**Selected text**
=======
There is no question that the Federal Housing Administration (FHA) loans are great loans that help many first-time homebuyers, low-income Americans, or minorities. However, unfortunately, these FHA mortgages are now going through the highest delinquency rate in over forty years.
Late FHA loans actually rose to about as high as 16% in the second quarter, a rise from just over 9% in the three months prior. Moreover, this is one of the highest levels of default since 1979, according to the Mortgage Bankers Association. This rise is even more disturbing when you compare it to the delinquency rate for regular loans, which is currently sitting at a solidly-low 6.7%.
Why are the FHA defaults so high? This has to be due in part to the fact that millions of Americans stopped paying their mortgages in the wake of the coronavirus catastrophe. Of course, individuals that are classified as low-income are more likely to have FHA loans. Additionally, borrowers with less-than-perfect credit will often also be able to qualify with these loans with a smaller down payment as well.
=======
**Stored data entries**
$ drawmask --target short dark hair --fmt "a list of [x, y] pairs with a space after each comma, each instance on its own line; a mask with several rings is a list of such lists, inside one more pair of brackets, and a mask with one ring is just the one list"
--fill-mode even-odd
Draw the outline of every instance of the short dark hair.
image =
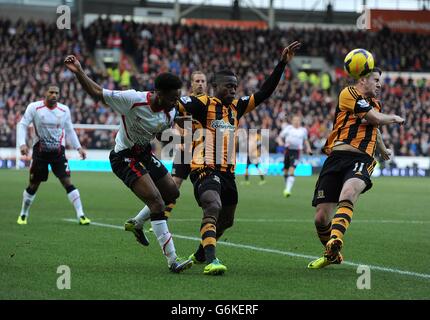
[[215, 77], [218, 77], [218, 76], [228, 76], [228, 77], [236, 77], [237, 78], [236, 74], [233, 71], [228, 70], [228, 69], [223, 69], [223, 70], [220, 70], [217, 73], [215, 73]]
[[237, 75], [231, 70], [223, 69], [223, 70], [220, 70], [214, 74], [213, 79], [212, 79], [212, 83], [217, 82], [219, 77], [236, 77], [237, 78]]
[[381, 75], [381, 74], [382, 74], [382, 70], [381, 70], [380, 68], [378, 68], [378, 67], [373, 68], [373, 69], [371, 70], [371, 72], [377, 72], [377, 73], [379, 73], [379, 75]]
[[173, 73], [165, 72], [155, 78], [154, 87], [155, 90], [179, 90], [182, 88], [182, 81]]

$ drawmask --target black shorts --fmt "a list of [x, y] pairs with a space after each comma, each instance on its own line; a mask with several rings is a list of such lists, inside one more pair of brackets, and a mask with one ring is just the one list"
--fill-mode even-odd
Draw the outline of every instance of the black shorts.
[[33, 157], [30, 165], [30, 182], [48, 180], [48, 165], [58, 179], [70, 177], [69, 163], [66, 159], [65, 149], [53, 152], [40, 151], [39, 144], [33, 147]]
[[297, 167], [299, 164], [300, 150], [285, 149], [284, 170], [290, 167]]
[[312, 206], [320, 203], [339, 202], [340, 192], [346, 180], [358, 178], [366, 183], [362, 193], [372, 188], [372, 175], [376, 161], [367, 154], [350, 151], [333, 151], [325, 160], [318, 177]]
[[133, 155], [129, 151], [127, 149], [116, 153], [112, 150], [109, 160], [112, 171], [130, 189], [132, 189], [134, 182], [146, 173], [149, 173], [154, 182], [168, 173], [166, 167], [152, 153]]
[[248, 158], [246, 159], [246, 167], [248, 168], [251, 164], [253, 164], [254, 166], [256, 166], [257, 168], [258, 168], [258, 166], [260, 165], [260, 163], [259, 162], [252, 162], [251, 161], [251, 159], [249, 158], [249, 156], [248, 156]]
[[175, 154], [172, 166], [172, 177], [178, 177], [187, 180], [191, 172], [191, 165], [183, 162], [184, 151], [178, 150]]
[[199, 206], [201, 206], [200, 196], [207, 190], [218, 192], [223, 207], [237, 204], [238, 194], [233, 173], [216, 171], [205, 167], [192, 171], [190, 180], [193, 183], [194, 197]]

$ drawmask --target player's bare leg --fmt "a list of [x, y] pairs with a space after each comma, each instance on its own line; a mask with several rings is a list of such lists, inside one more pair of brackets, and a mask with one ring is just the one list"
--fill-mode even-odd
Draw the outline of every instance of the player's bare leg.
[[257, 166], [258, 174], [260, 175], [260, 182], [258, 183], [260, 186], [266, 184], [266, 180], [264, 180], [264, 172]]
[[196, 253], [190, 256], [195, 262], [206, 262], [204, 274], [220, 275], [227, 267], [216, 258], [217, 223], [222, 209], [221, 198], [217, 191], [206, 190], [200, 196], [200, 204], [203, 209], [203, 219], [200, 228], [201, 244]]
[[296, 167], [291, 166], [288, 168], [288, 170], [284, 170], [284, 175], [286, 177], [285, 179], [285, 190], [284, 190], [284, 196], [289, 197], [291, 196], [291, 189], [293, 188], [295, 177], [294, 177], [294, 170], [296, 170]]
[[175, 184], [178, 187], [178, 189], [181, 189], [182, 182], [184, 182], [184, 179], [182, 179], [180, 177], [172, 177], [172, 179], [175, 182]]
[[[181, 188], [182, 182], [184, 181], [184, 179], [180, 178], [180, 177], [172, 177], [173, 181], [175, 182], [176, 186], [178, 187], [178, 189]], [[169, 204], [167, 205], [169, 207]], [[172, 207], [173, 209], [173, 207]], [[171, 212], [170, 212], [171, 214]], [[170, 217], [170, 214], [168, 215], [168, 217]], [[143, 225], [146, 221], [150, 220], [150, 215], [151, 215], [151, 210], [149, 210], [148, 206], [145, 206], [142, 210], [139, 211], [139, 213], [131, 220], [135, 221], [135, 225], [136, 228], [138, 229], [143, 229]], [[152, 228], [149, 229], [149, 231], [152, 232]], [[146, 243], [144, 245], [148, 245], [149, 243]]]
=======
**Required action 1**
Answer these questions using the passage on FHA loan delinquencies:
(a) Roughly how high did late FHA loans climb in the second quarter?
(b) Which organization is cited for the default figures?
(c) What is the current delinquency rate for regular loans?
**Required action 2**
Name every group of people that the passage on FHA loan delinquencies says FHA loans help.
**Required action 3**
Carry on the passage on FHA loan delinquencies, starting after its final sentence.
The listing above comes from a separate source.

**Output 1**
(a) About 16%.
(b) The Mortgage Bankers Association.
(c) 6.7%.

**Output 2**
First-time homebuyers, low-income Americans, and minorities.

**Output 3**
Even though these statistics are alarming, it isn’t time to panic just yet. Most of these individuals that have defaulted will be protected from a foreclosed home by the federal forbearance program, which gives borrowers that have been hit by a pandemic-related hardship the ability to delay their payments for up to a year. When you consider that the job losses continue to mount and Congress is dragging their feet on a new stimulus package, this would definitely be welcome news for most individuals. At this moment, about 4.1 million homeowners are currently in forbearance, which is a rate of just over 8% of loan balances.
New Jersey, Nevada, New York, Hawaii, and Florida are some of the states with the highest delinquency rates. Part of the reason for that is because there is a larger-than-normal amount of hospitality jobs in these states, and they have been hit hard by the pandemic. The good news is that the spike is still better than the Great Recession of 2008, simply because there have been many years of home-price gains and that has acted as a solid cushion of protection.